[Data entries]
▬▬▬▬▬▬▬▬▬▬

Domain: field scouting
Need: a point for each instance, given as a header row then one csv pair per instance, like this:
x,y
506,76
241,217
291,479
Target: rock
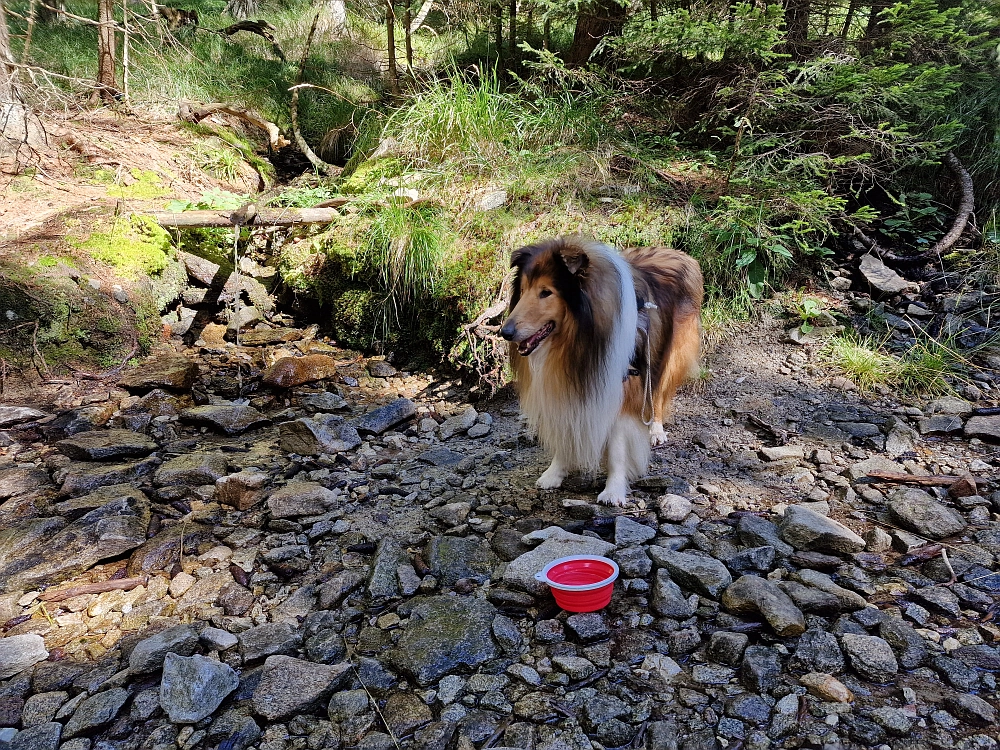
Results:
x,y
96,711
750,595
289,372
673,508
755,531
12,415
83,478
557,543
693,570
193,469
444,634
150,653
19,652
405,713
301,499
41,737
232,419
827,687
457,424
453,558
808,530
817,651
171,372
628,532
668,599
267,640
193,687
880,276
291,686
328,433
381,419
917,511
102,445
870,656
983,427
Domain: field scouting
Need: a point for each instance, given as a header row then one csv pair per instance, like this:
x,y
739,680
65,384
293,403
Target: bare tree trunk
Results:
x,y
390,36
106,50
19,127
597,20
409,37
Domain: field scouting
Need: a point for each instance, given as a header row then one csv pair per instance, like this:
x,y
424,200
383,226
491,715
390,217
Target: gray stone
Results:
x,y
96,711
880,276
41,737
193,687
18,652
917,511
149,653
557,543
103,445
693,570
381,419
870,656
291,686
752,595
309,437
444,634
808,530
628,532
193,469
301,499
232,419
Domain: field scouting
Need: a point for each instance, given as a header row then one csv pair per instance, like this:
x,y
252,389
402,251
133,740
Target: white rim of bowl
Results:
x,y
543,576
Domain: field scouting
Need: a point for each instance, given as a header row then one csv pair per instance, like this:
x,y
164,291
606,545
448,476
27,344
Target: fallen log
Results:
x,y
122,584
266,217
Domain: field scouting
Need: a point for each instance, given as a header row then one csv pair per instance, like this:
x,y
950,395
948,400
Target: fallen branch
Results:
x,y
122,584
965,207
261,28
319,164
194,112
284,217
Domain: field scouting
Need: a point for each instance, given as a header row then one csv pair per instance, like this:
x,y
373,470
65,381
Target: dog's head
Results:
x,y
548,299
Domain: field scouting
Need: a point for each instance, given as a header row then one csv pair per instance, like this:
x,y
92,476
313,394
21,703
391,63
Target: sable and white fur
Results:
x,y
574,332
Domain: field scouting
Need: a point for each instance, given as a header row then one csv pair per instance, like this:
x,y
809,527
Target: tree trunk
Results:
x,y
408,32
797,27
597,20
390,37
19,127
106,51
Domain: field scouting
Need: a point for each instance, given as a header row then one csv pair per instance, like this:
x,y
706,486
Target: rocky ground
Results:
x,y
344,559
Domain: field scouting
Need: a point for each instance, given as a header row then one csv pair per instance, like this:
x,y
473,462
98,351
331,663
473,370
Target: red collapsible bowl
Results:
x,y
581,583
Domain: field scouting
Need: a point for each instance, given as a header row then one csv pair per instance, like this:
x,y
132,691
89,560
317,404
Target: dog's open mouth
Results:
x,y
531,343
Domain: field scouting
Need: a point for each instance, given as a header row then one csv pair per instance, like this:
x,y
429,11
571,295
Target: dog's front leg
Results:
x,y
552,477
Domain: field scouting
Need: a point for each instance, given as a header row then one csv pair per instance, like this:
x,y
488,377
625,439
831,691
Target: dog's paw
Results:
x,y
550,480
616,496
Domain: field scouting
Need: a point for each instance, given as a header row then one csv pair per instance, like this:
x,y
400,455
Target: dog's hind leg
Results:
x,y
627,456
552,477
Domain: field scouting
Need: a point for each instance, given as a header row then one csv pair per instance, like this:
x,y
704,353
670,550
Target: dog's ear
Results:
x,y
575,260
520,256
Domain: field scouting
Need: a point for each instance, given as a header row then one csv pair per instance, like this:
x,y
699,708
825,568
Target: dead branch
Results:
x,y
195,112
318,163
261,28
285,217
122,584
965,207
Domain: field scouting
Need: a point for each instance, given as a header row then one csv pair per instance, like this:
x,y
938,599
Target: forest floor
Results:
x,y
359,547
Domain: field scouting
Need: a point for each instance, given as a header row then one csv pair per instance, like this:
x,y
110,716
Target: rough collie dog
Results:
x,y
600,342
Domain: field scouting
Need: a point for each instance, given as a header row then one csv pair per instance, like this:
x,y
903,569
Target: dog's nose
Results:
x,y
509,330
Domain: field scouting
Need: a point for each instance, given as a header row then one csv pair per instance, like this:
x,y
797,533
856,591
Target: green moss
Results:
x,y
134,246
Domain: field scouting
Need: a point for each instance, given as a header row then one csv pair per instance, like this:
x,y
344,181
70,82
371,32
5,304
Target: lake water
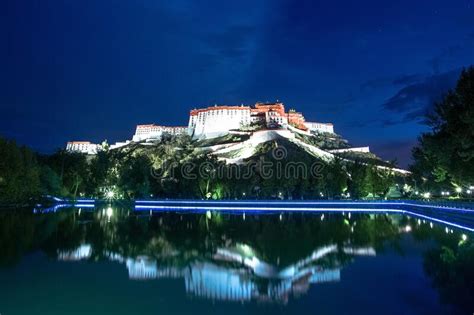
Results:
x,y
111,260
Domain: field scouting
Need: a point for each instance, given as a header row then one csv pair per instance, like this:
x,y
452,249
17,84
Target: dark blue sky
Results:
x,y
94,69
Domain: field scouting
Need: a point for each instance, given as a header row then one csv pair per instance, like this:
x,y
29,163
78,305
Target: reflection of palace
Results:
x,y
236,273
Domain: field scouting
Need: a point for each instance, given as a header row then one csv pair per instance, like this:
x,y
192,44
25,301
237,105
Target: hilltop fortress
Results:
x,y
215,121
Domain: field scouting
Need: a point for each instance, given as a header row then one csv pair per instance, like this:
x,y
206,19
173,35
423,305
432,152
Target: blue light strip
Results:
x,y
86,200
336,210
375,203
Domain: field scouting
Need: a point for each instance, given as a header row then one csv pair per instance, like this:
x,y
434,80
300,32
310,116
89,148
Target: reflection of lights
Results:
x,y
109,212
110,194
215,206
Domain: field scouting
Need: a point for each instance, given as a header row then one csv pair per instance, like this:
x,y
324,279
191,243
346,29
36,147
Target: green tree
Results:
x,y
445,154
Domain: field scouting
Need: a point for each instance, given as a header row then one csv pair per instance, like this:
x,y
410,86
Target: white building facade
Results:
x,y
82,147
216,121
319,127
152,131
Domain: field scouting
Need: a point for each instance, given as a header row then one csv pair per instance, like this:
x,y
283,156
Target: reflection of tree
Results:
x,y
452,272
182,241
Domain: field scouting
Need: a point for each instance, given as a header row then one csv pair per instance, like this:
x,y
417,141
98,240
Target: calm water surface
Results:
x,y
113,260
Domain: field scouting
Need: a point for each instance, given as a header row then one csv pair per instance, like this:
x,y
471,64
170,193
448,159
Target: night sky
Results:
x,y
93,69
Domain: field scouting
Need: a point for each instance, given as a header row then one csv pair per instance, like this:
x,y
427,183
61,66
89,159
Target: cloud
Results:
x,y
413,101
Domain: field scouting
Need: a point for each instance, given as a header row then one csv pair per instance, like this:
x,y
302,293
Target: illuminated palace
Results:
x,y
215,121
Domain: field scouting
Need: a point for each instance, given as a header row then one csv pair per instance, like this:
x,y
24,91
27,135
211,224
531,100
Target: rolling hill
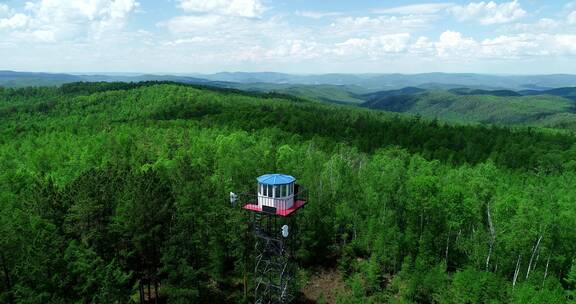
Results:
x,y
484,107
109,189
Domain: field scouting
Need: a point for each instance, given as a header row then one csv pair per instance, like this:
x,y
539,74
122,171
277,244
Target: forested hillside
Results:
x,y
480,106
108,186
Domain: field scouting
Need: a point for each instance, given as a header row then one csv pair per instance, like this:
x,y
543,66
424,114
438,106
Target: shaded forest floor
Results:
x,y
323,287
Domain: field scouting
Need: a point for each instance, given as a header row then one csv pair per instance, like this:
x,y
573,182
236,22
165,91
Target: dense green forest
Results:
x,y
104,186
481,106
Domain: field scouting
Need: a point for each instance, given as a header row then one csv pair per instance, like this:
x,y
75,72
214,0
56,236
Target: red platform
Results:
x,y
287,212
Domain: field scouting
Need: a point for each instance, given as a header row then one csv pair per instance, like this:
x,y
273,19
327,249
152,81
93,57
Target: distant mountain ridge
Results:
x,y
370,82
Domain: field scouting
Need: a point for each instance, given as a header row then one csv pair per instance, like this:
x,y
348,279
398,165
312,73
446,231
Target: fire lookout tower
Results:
x,y
273,227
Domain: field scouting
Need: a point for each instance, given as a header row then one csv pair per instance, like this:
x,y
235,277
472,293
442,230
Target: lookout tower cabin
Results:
x,y
277,194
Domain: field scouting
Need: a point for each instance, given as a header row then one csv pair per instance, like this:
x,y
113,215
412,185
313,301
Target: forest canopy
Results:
x,y
105,186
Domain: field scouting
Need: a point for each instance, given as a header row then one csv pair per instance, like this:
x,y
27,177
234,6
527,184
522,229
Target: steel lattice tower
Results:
x,y
273,225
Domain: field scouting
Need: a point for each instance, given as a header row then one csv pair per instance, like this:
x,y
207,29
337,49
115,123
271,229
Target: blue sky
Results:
x,y
295,36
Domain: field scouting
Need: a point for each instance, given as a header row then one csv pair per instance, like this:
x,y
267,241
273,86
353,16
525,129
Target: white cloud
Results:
x,y
415,9
317,15
453,44
572,18
487,13
373,47
4,9
15,22
192,40
295,49
542,25
374,26
240,8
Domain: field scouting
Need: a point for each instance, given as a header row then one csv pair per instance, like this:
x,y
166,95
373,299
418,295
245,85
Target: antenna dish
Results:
x,y
233,198
285,231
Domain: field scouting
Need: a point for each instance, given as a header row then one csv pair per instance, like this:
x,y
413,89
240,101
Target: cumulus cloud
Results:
x,y
572,18
415,9
374,26
453,44
373,47
4,9
15,22
487,13
317,15
240,8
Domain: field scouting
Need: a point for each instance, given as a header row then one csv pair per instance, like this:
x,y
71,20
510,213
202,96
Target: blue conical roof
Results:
x,y
276,179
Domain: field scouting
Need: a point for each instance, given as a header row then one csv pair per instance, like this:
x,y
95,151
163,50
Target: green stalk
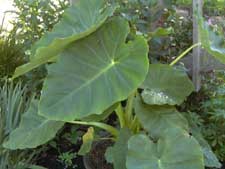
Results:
x,y
135,125
129,108
103,126
184,53
120,115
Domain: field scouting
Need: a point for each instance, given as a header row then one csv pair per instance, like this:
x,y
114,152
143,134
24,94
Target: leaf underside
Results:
x,y
166,85
156,119
175,150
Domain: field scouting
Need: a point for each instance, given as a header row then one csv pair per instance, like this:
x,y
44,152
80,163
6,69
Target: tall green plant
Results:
x,y
95,66
13,103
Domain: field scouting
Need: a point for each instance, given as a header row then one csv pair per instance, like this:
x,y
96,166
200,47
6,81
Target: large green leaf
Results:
x,y
118,153
34,130
176,150
156,119
212,42
166,85
94,73
78,21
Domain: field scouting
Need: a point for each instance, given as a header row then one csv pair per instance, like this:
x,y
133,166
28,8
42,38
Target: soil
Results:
x,y
50,158
96,157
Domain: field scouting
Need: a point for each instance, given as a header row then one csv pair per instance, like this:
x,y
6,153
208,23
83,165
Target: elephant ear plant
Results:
x,y
94,66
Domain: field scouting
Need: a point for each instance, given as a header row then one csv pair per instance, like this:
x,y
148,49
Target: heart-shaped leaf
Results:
x,y
34,130
94,73
166,85
156,119
78,21
176,150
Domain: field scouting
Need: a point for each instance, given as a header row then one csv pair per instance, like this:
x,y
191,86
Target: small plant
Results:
x,y
67,159
13,103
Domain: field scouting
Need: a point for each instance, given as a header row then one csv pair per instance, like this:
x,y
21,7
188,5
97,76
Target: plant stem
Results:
x,y
120,114
129,108
184,53
112,130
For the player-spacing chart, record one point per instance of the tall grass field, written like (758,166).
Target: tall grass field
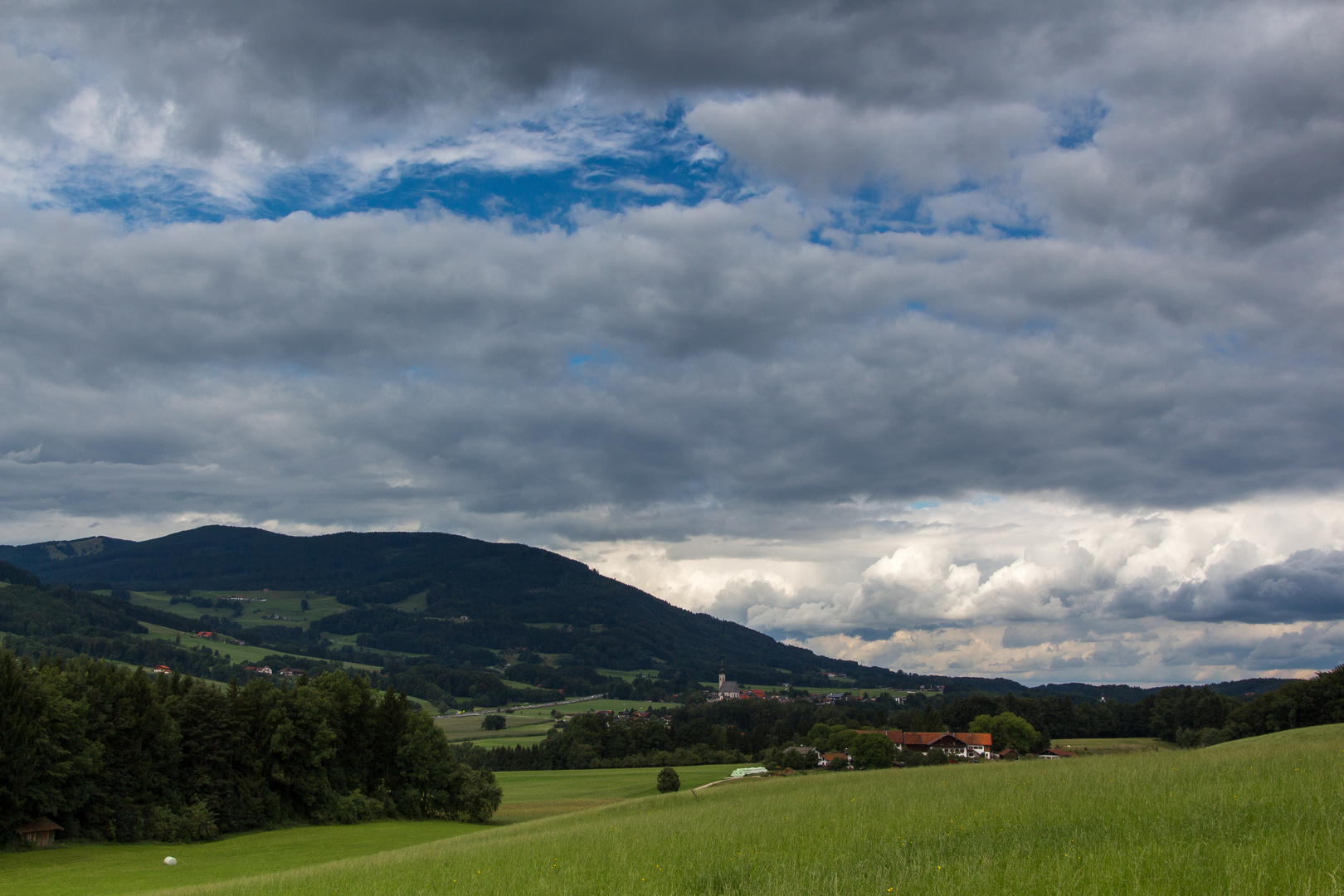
(1261,816)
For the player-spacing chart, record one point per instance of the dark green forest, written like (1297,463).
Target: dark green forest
(124,755)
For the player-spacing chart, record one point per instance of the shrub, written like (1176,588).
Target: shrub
(194,822)
(668,781)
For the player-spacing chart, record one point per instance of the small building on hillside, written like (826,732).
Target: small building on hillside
(955,744)
(1054,754)
(39,833)
(728,689)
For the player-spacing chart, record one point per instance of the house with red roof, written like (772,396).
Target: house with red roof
(967,744)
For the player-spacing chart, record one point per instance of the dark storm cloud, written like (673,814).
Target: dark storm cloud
(1308,586)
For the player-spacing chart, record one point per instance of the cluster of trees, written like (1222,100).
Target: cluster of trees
(514,597)
(123,755)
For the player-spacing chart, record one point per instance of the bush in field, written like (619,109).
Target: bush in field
(1010,733)
(799,761)
(873,751)
(668,781)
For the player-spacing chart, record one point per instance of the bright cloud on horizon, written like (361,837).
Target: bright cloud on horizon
(984,344)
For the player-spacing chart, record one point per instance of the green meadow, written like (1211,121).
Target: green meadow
(88,869)
(283,603)
(1259,816)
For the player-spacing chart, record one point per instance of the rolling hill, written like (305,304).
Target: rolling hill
(476,594)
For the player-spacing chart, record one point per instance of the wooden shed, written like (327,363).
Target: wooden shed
(39,833)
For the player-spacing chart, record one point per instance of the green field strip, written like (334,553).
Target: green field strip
(116,869)
(598,783)
(1259,817)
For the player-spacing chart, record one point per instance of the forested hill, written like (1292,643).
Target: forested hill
(513,597)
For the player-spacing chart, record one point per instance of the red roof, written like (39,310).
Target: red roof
(929,738)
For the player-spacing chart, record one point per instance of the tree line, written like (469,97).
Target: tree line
(123,755)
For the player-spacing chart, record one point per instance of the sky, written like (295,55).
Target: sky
(957,338)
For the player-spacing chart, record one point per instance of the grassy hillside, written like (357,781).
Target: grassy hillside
(1261,816)
(112,869)
(104,869)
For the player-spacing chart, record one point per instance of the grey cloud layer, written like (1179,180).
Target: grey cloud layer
(659,356)
(1222,117)
(769,368)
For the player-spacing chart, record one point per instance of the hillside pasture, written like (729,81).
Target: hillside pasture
(470,727)
(1261,816)
(113,869)
(1110,746)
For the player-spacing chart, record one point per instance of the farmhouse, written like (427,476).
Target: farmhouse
(955,744)
(39,833)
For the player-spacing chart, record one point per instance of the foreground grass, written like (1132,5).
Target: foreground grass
(1259,816)
(1107,746)
(112,869)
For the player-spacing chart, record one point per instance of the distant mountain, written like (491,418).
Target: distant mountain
(481,594)
(513,597)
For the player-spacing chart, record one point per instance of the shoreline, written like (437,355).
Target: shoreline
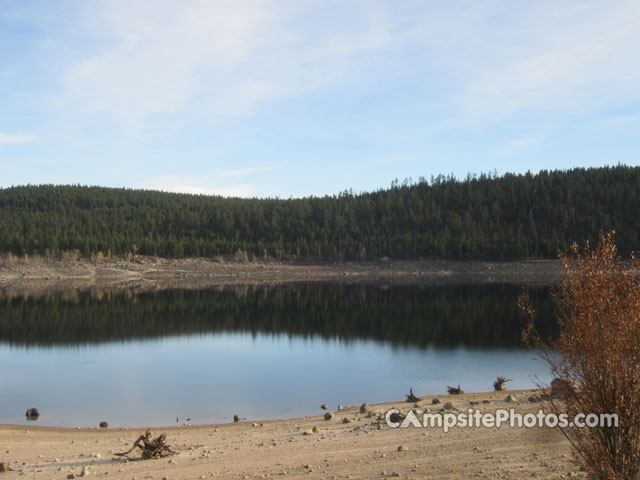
(150,273)
(362,446)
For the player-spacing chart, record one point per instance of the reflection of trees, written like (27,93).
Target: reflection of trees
(442,316)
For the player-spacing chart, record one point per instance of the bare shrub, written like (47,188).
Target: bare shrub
(596,357)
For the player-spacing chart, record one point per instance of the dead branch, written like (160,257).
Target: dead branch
(151,448)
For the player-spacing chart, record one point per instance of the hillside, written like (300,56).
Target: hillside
(488,217)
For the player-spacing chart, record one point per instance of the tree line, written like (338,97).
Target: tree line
(514,216)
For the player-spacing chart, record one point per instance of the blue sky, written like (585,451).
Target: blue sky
(311,97)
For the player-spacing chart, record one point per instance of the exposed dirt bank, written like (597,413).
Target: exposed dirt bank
(150,273)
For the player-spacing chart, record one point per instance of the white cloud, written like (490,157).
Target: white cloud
(218,62)
(567,57)
(244,171)
(17,138)
(221,57)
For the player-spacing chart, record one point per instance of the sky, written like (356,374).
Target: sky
(291,98)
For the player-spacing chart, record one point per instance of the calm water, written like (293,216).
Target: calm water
(143,359)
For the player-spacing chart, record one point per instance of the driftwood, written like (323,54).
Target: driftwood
(151,448)
(499,383)
(454,390)
(411,397)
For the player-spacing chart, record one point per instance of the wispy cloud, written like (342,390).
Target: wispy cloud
(17,138)
(244,171)
(223,58)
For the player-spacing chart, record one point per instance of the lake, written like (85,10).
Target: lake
(144,358)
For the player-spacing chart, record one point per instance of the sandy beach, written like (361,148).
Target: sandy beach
(365,447)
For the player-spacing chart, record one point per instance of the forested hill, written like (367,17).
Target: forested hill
(513,216)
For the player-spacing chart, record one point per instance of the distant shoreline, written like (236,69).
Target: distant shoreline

▬▬▬▬▬▬▬▬▬▬

Your task:
Among the lines above, count those that hold the word "leaf" and give only the count.

Response area:
3